# WRITTEN EXERCISE
Edit the post on pacing the Belfast Marathon: write out the passage that opens with the words "Friday, 13 May" and closes with "than 4.5 hours.", changing "racing" to "competing".

>> BEGIN SELECTED EXTRACT

Friday, 13 May 2011

Pacing the Belfast Marathon with Peter and Jim

Months had passed, loads of meetings attended, photos posed for and finally the big day was nearly there.  By big day I don’t mean a wedding, Christmas or even a birthday.  Instead we’re talking about May Day - Belfast Marathon Day.

Today it wasn’t about racing and achieving our own personal bests.  Instead it was about helping runners of varying experience and ability to meet their time goal of running 26.2 miles in less than 4.5 hours. 

Training commenced back in January with plenty of miles being put into the ‘bank’ including the obligatory LSR (long slow and steady run).  These runs are critical in the success of any ‘marathon’ runner, no matter what their goal time is.  Sunday morning runs with my fellow Ballymena Runners club mates are an early affair, sometimes starting at 6.30am.  So early, that on occasions we meet people just coming back from a night out on the town – the look of disbelief on their faces is priceless.  Fortunately the other 4.5 hour pacer, Jim Moore is also a member of Ballymena Runners and is one of my regular training partners.  These runs provided the opportunity to practice running several miles at the required pace of just over 10 minute miles (10 minute 18secs per mile to be precise).

>> END SELECTED EXTRACT
>> BEGIN INFORMATION SUPPLIED

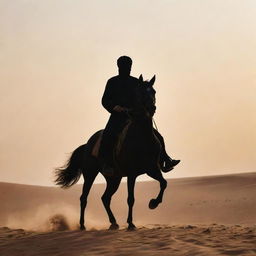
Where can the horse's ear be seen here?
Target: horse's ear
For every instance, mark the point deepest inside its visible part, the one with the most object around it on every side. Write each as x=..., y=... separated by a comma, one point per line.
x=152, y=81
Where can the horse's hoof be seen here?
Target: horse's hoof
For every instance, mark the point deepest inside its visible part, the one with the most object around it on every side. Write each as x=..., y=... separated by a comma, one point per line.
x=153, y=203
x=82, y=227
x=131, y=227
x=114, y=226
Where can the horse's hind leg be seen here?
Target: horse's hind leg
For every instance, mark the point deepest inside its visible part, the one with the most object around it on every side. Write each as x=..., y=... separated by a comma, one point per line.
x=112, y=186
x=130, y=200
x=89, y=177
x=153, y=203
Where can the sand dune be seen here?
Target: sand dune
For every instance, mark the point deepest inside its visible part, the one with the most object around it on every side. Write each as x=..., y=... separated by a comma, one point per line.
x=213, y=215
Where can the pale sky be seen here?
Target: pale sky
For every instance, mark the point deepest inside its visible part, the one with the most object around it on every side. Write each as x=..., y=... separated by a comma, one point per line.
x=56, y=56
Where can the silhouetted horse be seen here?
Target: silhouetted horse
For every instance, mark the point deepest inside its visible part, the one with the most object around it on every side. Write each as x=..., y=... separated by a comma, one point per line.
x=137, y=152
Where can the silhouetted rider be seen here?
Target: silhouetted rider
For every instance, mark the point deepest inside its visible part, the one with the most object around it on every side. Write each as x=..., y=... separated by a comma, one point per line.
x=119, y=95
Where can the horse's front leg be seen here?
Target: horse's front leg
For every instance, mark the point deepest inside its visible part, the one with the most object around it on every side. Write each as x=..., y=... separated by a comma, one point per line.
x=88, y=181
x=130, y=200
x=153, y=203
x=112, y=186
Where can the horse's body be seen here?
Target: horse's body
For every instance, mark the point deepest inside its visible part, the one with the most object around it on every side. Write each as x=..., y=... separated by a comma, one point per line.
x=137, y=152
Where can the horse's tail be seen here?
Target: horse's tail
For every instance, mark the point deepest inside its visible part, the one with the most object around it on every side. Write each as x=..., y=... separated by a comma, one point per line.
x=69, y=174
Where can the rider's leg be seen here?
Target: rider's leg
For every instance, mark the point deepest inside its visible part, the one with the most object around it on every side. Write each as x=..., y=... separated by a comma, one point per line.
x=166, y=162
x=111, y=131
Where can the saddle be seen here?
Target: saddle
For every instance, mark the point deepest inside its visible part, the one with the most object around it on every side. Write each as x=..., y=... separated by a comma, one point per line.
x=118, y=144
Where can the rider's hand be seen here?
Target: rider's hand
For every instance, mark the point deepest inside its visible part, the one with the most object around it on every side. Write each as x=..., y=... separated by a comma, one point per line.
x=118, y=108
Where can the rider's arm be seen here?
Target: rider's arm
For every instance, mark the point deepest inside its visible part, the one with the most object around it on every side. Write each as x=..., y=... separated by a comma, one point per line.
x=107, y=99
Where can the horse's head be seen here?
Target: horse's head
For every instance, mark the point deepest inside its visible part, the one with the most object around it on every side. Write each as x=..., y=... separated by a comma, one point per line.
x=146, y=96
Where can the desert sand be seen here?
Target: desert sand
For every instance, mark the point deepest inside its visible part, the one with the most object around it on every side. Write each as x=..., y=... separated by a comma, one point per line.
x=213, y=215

>> END INFORMATION SUPPLIED
>> BEGIN INFORMATION SUPPLIED

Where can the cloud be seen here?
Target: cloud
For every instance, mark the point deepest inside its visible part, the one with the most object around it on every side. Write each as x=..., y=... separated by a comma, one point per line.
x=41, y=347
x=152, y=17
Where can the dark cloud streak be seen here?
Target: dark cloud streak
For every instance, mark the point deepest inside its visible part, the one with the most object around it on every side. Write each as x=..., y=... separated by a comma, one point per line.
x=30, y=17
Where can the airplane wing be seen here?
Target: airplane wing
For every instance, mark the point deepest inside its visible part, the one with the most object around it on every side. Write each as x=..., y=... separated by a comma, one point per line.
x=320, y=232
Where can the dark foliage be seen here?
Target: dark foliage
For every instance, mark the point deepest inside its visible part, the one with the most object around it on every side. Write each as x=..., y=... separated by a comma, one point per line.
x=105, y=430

>> END INFORMATION SUPPLIED
>> BEGIN INFORMATION SUPPLIED

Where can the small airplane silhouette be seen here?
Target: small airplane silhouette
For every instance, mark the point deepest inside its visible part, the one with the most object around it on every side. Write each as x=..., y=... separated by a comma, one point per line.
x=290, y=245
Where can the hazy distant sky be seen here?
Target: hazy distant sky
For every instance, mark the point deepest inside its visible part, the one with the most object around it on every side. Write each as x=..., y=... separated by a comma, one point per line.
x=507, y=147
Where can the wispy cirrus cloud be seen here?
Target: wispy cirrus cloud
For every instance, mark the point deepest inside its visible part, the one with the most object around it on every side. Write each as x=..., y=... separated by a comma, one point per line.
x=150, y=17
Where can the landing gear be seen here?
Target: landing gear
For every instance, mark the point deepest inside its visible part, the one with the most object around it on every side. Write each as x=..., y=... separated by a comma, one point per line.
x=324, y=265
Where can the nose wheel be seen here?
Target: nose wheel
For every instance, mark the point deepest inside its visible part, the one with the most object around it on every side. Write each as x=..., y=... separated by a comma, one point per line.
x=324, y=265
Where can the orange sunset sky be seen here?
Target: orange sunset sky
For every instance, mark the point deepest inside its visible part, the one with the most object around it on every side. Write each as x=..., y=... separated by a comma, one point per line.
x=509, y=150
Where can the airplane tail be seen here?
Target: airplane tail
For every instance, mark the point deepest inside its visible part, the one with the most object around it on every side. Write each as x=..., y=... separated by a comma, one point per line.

>> END INFORMATION SUPPLIED

# OUTPUT
Friday, 13 May 2011

Pacing the Belfast Marathon with Peter and Jim

Months had passed, loads of meetings attended, photos posed for and finally the big day was nearly there.  By big day I don’t mean a wedding, Christmas or even a birthday.  Instead we’re talking about May Day - Belfast Marathon Day.

Today it wasn’t about competing and achieving our own personal bests.  Instead it was about helping runners of varying experience and ability to meet their time goal of running 26.2 miles in less than 4.5 hours.